# Your task:
From the first line of the data below through the line bearing "# Target: white cloud", reproduce each line exactly; do not include pictures.

Top of Input

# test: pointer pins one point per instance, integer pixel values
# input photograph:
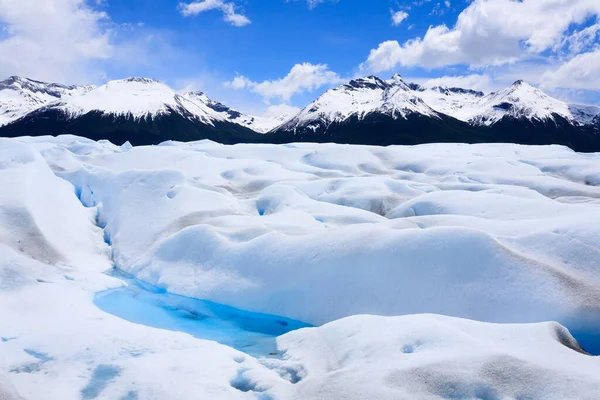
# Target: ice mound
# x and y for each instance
(316, 233)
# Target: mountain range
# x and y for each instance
(367, 110)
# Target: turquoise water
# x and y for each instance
(142, 303)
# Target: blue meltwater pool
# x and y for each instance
(142, 303)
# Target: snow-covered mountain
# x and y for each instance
(140, 110)
(520, 100)
(359, 98)
(220, 111)
(18, 96)
(366, 110)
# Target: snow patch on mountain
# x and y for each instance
(18, 96)
(361, 97)
(584, 114)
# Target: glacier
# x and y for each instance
(432, 272)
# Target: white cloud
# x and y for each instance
(58, 40)
(305, 77)
(228, 9)
(475, 82)
(313, 3)
(487, 32)
(398, 17)
(581, 72)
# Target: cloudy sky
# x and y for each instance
(264, 55)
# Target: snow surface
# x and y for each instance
(498, 233)
(135, 97)
(398, 99)
(359, 98)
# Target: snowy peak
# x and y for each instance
(18, 96)
(520, 101)
(136, 97)
(359, 98)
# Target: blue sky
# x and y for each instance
(256, 54)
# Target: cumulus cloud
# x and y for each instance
(398, 17)
(487, 32)
(281, 110)
(52, 39)
(229, 10)
(313, 3)
(581, 72)
(305, 77)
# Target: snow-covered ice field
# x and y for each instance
(167, 272)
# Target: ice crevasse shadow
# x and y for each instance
(145, 304)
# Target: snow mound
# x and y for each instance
(436, 357)
(18, 96)
(499, 233)
(361, 97)
(320, 232)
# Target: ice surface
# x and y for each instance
(498, 233)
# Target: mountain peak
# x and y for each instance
(368, 82)
(140, 80)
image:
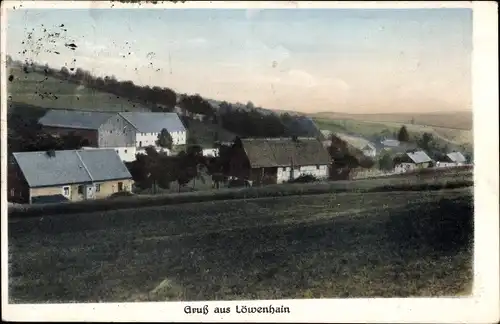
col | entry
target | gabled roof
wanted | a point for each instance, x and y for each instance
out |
(390, 142)
(276, 152)
(154, 122)
(75, 119)
(456, 157)
(419, 157)
(70, 166)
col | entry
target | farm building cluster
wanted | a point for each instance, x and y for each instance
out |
(99, 170)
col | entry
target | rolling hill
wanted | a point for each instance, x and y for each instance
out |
(31, 94)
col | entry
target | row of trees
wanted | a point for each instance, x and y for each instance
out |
(249, 122)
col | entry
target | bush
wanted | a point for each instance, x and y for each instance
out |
(443, 226)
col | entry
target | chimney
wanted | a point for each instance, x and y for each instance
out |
(51, 153)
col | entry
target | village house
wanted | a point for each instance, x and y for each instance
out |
(452, 159)
(129, 133)
(100, 129)
(369, 150)
(70, 175)
(278, 160)
(412, 161)
(148, 126)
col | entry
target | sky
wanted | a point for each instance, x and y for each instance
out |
(308, 60)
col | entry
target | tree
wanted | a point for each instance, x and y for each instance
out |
(164, 139)
(425, 141)
(403, 135)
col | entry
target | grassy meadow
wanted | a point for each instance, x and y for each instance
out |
(455, 120)
(326, 245)
(30, 94)
(36, 89)
(457, 137)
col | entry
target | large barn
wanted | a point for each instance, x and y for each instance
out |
(278, 160)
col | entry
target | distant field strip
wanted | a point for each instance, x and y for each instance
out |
(437, 179)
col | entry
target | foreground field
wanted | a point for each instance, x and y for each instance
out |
(330, 245)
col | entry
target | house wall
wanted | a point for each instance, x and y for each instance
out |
(446, 164)
(370, 152)
(210, 152)
(179, 138)
(127, 154)
(106, 188)
(158, 149)
(263, 176)
(18, 190)
(89, 134)
(319, 171)
(148, 139)
(116, 132)
(404, 167)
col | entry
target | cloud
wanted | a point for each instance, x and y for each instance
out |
(252, 13)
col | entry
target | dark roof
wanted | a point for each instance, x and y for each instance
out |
(74, 119)
(275, 152)
(154, 122)
(456, 157)
(40, 169)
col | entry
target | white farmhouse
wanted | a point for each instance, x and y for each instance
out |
(148, 126)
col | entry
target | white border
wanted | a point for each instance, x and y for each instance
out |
(482, 307)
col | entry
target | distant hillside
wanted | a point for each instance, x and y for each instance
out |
(38, 90)
(454, 120)
(32, 92)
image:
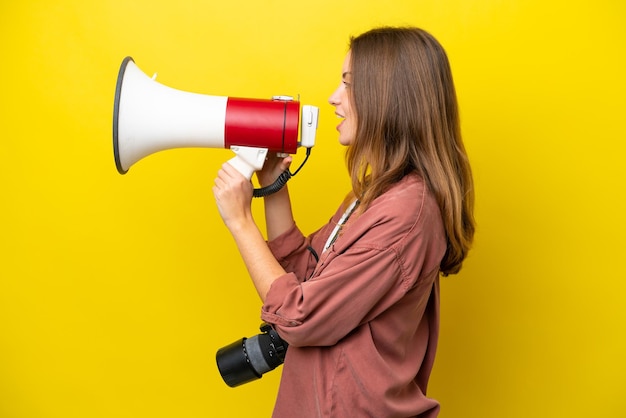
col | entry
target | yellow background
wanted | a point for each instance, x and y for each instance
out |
(116, 291)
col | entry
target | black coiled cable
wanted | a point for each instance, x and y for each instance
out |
(280, 181)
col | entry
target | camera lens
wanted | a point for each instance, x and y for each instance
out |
(248, 359)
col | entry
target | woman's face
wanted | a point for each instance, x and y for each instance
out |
(343, 106)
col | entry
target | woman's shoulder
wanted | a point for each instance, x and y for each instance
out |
(401, 210)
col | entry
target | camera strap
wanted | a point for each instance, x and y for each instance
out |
(344, 218)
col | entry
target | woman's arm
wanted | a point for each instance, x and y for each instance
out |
(233, 195)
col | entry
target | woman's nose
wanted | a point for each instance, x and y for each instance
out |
(334, 98)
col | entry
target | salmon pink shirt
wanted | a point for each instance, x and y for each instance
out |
(362, 322)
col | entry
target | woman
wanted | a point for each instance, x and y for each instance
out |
(358, 300)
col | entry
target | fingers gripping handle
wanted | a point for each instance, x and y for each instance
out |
(248, 160)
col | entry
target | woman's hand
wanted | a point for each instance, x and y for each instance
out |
(274, 166)
(233, 195)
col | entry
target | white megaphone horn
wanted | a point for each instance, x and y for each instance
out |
(149, 117)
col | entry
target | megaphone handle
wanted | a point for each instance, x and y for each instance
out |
(248, 160)
(274, 187)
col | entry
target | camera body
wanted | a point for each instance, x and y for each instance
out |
(248, 359)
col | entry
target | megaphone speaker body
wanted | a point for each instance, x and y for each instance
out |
(150, 117)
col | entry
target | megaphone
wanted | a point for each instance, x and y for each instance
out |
(149, 117)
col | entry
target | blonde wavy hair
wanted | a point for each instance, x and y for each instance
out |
(408, 122)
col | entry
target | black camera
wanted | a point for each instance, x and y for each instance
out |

Bottom of Input

# The answer:
# test: pointer pins one point per instance, integer pixel values
# input photograph:
# Target: ice mound
# x and y for each instance
(316, 233)
# Target: mountain range
# x and y for each instance
(367, 110)
# Target: turquoise water
# x and y for each instance
(142, 303)
# Target: blue meltwater pool
# x and y for each instance
(142, 303)
# Target: snow-covered mountain
# x and y for each instance
(140, 110)
(520, 100)
(359, 98)
(220, 111)
(18, 96)
(366, 110)
# Target: snow patch on mountain
# x and y for each instance
(18, 96)
(361, 97)
(584, 114)
# Target: glacier
# x and y for each instance
(432, 272)
# Target: white cloud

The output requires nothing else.